- _CONSIGNE_
Reprenez sous forme de liste le paragraphe du texte sur les récessions qui commence par « Il est évident que faire passer », en gardant ses faits principaux.

- _EXTRAIT DU TEXTE_
============

« J’ai récemment reçu un email de mon ami Mark Thoma de l’Université d’Oregon, me demandant si j’ai noté une hausse des commentaires suggérant qu’une récession pourrait être une purge bienvenue et saine pour l’économie (ou quelque chose allant dans ce sens). En fait, j’ai effectivement noté un surcroît de commentateurs exprimant l’idée que les "récessions, aussi douloureuses soient-elles, sont un intrant nécessaire pour la croissance". Cela me surprend.

Bien sûr, avant qu’éclate la crise financière mondiale de 2008-2010, il n’était pas inhabituel pour certains commentateurs d’affirmer qu’une récession pouvait s’avérer "nécessaire". Mais j’ai ensuite eu tendance à penser qu’une telle idée était depuis morte et enterrée. Qui, en 2019, pourrait dire sans sourcilier qu’une récession et un chômage de masse puissent être, dans un contexte de faible inflation, une bonne chose ?

Apparemment j’avais tort. Cette idée s’avère être un exemple de ce que le lauréat du prix Nobel Paul Krugman appelle une "idée zombie (…) qui devrait être morte depuis bien longtemps sous les coups des preuves empiriques ou de la logique, mais qui continue pourtant d’avancer en titubant, en mangeant le cerveau des gens". Il est clair que ceux qui se montrent satisfaits à l’idée qu’éclate une récession n’ont jamais regardé les données. S’ils l’avaient fait, ils auraient compris que les changements structurels qui sont bénéfiques à l’économie s’opèrent lors des expansions, non durant les récessions.

Il est évident que faire passer des travailleurs d’une activité à faible productivité marginale vers une activité à productivité marginale nulle ne constitue pas un progrès. Il n’y a pas non plus de raison théorique ou empirique amenant à penser que les gens et les ressources ne peuvent être réalloués directement des activités à faible productivité marginale vers les activités à forte productivité marginale lors des expansions. Il n’y a pas de raison de croire qu’il faille un énorme gâchis des ressources pour créer les conditions pour de tels mouvements. Ceux qui se réjouissent à l’idée que des récessions puissent survenir ne sont généralement pas les consommateurs, ni les travailleurs, ni les employeurs. Ce sont plus souvent des financiers. Après tout, les travailleurs eux-mêmes sont rarement malheureux de travailler durant les expansions.

============

- _DONNÉES_
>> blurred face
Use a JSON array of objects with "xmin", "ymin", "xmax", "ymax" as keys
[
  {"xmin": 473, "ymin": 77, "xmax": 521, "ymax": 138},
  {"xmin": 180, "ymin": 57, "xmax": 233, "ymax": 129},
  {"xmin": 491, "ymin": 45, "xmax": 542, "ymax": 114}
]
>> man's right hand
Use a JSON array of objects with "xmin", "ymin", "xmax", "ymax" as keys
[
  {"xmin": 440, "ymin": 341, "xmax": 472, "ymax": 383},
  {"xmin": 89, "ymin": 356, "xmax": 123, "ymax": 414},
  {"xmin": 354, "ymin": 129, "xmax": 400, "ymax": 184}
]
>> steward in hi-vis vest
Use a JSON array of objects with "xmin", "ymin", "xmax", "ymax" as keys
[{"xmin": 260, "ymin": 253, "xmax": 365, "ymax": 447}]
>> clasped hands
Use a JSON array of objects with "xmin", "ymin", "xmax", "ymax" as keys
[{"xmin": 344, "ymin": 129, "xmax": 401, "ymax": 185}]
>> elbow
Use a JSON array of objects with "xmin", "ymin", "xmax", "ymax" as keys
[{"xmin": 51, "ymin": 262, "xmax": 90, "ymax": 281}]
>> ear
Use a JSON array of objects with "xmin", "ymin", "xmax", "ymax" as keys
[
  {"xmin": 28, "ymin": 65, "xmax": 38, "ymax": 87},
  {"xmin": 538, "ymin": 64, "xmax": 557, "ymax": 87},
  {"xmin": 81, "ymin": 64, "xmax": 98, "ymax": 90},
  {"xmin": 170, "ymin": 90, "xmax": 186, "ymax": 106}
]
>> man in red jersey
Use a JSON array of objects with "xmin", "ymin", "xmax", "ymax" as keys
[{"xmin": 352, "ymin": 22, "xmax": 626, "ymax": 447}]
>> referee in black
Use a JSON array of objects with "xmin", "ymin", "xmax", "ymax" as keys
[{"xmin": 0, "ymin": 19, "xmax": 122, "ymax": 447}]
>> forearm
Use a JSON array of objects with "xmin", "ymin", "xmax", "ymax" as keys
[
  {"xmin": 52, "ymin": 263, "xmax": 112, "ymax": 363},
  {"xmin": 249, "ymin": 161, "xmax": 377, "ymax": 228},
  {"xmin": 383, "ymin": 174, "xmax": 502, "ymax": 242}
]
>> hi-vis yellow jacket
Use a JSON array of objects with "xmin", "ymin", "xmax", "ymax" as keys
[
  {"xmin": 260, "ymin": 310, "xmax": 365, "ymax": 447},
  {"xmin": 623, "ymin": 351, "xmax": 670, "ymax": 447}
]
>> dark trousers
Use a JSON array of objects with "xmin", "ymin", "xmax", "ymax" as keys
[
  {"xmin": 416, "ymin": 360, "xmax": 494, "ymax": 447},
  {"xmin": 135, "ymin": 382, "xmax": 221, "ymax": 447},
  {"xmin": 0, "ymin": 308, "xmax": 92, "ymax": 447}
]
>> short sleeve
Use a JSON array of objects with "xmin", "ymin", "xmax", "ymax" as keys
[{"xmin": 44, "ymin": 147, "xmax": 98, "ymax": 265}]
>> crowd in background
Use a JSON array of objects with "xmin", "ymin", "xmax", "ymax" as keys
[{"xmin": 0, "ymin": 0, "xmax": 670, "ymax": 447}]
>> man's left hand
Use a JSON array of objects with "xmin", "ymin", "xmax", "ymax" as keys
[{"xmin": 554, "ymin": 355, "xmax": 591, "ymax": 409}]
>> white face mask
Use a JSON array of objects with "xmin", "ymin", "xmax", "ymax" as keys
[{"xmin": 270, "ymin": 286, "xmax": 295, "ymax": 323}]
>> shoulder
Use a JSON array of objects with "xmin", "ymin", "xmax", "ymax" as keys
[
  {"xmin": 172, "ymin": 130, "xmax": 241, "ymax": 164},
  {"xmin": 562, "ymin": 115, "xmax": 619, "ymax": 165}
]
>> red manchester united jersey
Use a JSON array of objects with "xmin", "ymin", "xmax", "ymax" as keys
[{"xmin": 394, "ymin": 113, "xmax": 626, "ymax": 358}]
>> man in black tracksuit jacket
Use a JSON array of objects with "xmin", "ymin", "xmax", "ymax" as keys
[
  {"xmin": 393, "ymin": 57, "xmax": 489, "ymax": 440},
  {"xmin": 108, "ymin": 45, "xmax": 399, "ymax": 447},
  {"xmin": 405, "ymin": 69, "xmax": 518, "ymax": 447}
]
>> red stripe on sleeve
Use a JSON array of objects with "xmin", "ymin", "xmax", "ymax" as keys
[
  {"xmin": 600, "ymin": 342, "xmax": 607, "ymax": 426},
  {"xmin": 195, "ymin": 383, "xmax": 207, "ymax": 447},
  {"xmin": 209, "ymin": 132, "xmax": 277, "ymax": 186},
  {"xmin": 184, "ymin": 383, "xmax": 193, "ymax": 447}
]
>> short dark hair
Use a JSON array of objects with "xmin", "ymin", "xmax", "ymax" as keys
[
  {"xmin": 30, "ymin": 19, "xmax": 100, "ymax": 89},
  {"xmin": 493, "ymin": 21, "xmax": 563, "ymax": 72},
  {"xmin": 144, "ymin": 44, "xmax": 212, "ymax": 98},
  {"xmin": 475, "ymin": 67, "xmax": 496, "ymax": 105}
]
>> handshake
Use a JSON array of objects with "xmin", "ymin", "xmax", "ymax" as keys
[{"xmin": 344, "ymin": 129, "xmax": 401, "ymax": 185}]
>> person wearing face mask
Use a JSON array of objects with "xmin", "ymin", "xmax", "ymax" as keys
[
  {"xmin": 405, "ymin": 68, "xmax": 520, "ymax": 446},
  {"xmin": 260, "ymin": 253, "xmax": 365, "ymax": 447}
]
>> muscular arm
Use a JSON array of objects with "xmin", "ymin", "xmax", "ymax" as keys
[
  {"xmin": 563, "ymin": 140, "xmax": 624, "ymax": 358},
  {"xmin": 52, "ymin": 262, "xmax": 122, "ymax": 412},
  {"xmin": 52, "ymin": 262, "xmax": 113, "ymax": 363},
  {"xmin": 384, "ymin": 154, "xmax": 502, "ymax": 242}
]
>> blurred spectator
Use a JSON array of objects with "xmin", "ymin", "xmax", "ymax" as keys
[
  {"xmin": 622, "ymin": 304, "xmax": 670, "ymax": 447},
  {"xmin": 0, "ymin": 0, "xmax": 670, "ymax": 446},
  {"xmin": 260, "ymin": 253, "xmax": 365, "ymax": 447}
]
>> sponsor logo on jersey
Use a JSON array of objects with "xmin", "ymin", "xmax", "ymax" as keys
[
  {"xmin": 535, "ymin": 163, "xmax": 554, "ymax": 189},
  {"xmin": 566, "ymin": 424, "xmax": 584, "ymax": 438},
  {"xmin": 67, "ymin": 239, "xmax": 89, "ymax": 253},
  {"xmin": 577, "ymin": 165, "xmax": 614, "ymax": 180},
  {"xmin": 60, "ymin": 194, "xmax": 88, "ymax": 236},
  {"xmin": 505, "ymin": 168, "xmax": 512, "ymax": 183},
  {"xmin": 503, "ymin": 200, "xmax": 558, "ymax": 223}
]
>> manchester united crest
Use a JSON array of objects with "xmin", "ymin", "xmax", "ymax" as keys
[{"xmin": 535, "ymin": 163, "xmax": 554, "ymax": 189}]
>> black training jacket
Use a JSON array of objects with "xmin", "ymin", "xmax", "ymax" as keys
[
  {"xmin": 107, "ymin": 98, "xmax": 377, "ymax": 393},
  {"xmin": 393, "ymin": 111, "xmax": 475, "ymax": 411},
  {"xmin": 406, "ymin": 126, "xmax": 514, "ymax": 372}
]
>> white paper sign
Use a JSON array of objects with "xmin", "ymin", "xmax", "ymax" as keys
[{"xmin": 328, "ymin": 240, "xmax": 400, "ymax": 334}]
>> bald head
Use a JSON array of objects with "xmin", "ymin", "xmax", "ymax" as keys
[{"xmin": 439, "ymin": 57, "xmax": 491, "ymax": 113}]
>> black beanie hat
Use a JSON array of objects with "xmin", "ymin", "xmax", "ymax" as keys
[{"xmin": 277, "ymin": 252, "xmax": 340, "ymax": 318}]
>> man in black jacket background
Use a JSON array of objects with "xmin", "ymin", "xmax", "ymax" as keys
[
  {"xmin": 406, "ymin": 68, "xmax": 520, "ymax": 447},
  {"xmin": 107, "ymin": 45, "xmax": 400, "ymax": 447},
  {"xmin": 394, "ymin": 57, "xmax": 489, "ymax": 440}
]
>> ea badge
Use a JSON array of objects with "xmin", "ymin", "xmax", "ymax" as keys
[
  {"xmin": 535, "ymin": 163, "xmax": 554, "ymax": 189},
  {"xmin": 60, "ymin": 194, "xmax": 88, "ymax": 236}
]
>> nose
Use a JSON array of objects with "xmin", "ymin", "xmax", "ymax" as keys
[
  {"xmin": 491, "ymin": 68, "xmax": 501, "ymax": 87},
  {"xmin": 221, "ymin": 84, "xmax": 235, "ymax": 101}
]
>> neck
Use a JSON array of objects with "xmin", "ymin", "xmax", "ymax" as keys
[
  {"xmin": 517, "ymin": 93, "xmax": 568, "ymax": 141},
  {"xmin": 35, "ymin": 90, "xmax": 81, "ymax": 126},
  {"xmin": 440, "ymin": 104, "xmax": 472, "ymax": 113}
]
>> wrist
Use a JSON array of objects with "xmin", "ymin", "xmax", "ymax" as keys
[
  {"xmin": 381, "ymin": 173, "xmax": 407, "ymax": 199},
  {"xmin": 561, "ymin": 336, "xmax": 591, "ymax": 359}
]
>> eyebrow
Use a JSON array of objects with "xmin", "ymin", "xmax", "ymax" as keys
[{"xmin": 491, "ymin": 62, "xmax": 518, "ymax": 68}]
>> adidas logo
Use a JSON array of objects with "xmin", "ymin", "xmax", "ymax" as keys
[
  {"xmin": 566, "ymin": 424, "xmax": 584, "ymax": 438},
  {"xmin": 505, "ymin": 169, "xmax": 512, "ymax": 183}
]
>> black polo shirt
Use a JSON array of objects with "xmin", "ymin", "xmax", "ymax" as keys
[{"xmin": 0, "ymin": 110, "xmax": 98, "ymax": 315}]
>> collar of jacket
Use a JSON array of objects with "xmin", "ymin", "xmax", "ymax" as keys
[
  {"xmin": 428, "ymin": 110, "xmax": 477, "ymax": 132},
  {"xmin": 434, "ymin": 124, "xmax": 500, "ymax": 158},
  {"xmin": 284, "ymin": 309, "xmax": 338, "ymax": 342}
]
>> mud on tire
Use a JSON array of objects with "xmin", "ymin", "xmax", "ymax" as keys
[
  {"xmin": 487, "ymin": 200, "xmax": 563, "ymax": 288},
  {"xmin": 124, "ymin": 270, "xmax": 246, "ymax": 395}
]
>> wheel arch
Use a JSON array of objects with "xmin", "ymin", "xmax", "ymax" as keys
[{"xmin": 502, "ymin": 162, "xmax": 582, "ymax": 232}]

============

- _RÉPONSE_
- Faire passer des travailleurs d'une activité à faible productivité marginale vers une activité à productivité marginale nulle n'est pas un progrès.
- Aucune raison, ni théorique ni empirique, n'empêche de réallouer directement les gens et les ressources vers des activités à forte productivité marginale pendant les expansions.
- Rien ne laisse croire qu'un énorme gâchis de ressources soit nécessaire pour rendre ces mouvements possibles.
- Ceux qui se réjouissent des récessions ne sont généralement ni les consommateurs, ni les travailleurs, ni les employeurs, mais plus souvent des financiers.
- Les travailleurs sont rarement malheureux de travailler pendant les expansions.